Development in one domain can limit or facilitate development in others (Sroufe, Cooper, & DeHart 1992; Kostelnik, Soderman, & Whiren 1993). For example, when babies begin to crawl or walk, their ability to explore the world expands, and their mobility, in turn, affects their cognitive development. Likewise, children's language skill affects their ability to establish social relationships with adults and other children, just as their skill in social interaction can support or impede their language development.

Because developmental domains are interrelated, educators should be aware of and use these interrelationships to organize children's learning experiences in ways that help children develop optimally in all areas and that make meaningful connections across domains.

Recognition of the connections across developmental domains is also useful for curriculum planning with the various age groups represented in the early childhood period. Curriculum with infants and toddlers is almost solely driven by the need to support their healthy development in all domains. During the primary grades, curriculum planning attempts to help children develop conceptual understandings that apply across related subject-matter disciplines.

2. Development occurs in a relatively orderly sequence, with later abilities, skills, and knowledge building on those already acquired.

Human development research indicates that relatively stable, predictable sequences of growth and change occur in children during the first nine years of life (Piaget 1952; Erikson 1963; Dyson & Genishi 1993; Gallahue 1993; Case & Okamoto 1996). Predictable changes occur in all domains of development -- physical, emotional, social, language, and cognitive -- although the ways that these changes are manifest and the meaning attached to them may vary in different cultural contexts. Knowledge of typical development of children within the age span served by the program provides a general framework to guide how teachers prepare the learning environment and plan realistic curriculum goals and objectives and appropriate experiences.

3. Development proceeds at varying rates from child to child as well as unevenly within different areas of each child's functioning.

Individual variation has at least two dimensions: the inevitable variability around the average or normative course of development and the uniqueness of each person as an individual (Sroufe, Cooper, & DeHart 1992). Each child is a unique person with an individual pattern and timing of growth, as well as individual personality, temperament, learning style, and experiential and family background. All children have their own strengths, needs, and interests; for some children, special learning and developmental needs or abilities are identified. Given the enormous variation among children of the same chronological age, a child's age must be recognized as only a crude index of developmental maturity.

Recognition that individual variation is not only to be expected but also valued requires that decisions about curriculum and adults' interactions with children be as individualized as possible. Emphasis on individual appropriateness is not the same as "individualism." Rather, this recognition requires that children be considered not solely as members of an age group, expected to perform to a predetermined norm and without adaptation to individual variation of any kind. Having high expectations for all children is important, but rigid expectations of group norms do not reflect what is known about real differences in individual development and learning during the early years. Group-norm expectancy can be especially harmful for children with special learning and developmental needs (NEGP 1991; Mallory 1992; Wolery, Strain, & Bailey 1992).

4. Early experiences have both cumulative and delayed effects on individual children's development; optimal periods exist for certain types of development and learning.

Children's early experiences, either positive or negative, are cumulative in the sense that if an experience occurs occasionally, it may have minimal effects. If positive or negative experiences occur frequently, however, they can have powerful, lasting, even "snowballing," effects (Katz & Chard 1989; Kostelnik, Soderman, & Whiren 1993; Wieder & Greenspan 1993). For example, a child's social experiences with other children in the preschool years help him develop social skills and confidence that enable him to make friends in the early school years, and these experiences further enhance the child's social competence. Conversely, children who fail to develop minimal social competence and are neglected or rejected by peers are at significant risk to drop out of school, become delinquent, and experience mental health problems in adulthood (Asher, Hymel, & Renshaw 1984; Parker & Asher 1987).

◆ Provided material:
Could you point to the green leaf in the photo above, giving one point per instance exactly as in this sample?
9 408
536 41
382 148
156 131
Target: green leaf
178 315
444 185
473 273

◆ What this exercise asks:
A – In the passage on child development, what two dimensions of individual variation are named?
B – Extend the passage on child development, picking up after its final sentence.

◆ Results for each task:
A – The inevitable variability around the average or normative course of development, and the uniqueness of each person as an individual.

B –
Similar patterns can be observed in babies whose cries and other attempts at communication are regularly responded to, thus enhancing their own sense of efficacy and increasing communicative competence. Likewise, when children have or do not have early literacy experiences, such as being read to regularly, their later success in learning to read is affected accordingly. Perhaps most convincing is the growing body of research demonstrating that social and sensorimotor experiences during the first three years directly affect neurological development of the brain, with important and lasting implications for children's capacity to learn (Dana Alliance for Brain Initiatives 1996).

Early experiences can also have delayed effects, either positive or negative, on subsequent development. For instance, some evidence suggests that reliance on extrinsic rewards (such as candy or money) to shape children's behavior, a strategy that can be very effective in the short term, under certain circumstances lessens children's intrinsic motivation to engage in the rewarded behavior in the long term (Dweck 1986; Kohn 1993). For example, paying children to read books may over time undermine their desire to read for their own enjoyment and edification.

At certain points in the life span, some kinds of learning and development occur most efficiently. For example, the first three years of life appear to be an optimal period for verbal language development (Kuhl 1994). Although delays in language development due to physical or environmental deficits can be ameliorated later on, such intervention usually requires considerable effort. Similarly, the preschool years appear to be optimum for fundamental motor development (that is, fundamental motor skills are more easily and efficiently acquired at this age) (Gallahue 1995). Children who have many opportunities and adult support to practice large-motor skills (running, jumping, hopping, skipping) during this period have the cumulative benefit of being better able to acquire more sophisticated, complex motor skills (balancing on a beam or riding a two-wheel bike) in subsequent years. On the other hand, children whose early motor experiences are severely limited may struggle to acquire physical competence and may also experience delayed effects when attempting to participate in sports or personal fitness activities later in life.

5. Development proceeds in predictable directions toward greater complexity, organization, and internalization.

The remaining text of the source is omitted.